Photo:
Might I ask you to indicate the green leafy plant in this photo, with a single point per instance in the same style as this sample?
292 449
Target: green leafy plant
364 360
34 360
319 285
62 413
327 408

_WORK INSTRUCTIONS:_ Copy every row above line for line, keeping each character and coordinate unchanged.

_RESULT OF THIS EXERCISE:_
Photo:
Might I ask you to indicate the green leafy plant in this photo, with a single point per instance in the same style as this sample?
292 449
Target: green leafy plant
364 360
34 360
319 285
62 413
327 408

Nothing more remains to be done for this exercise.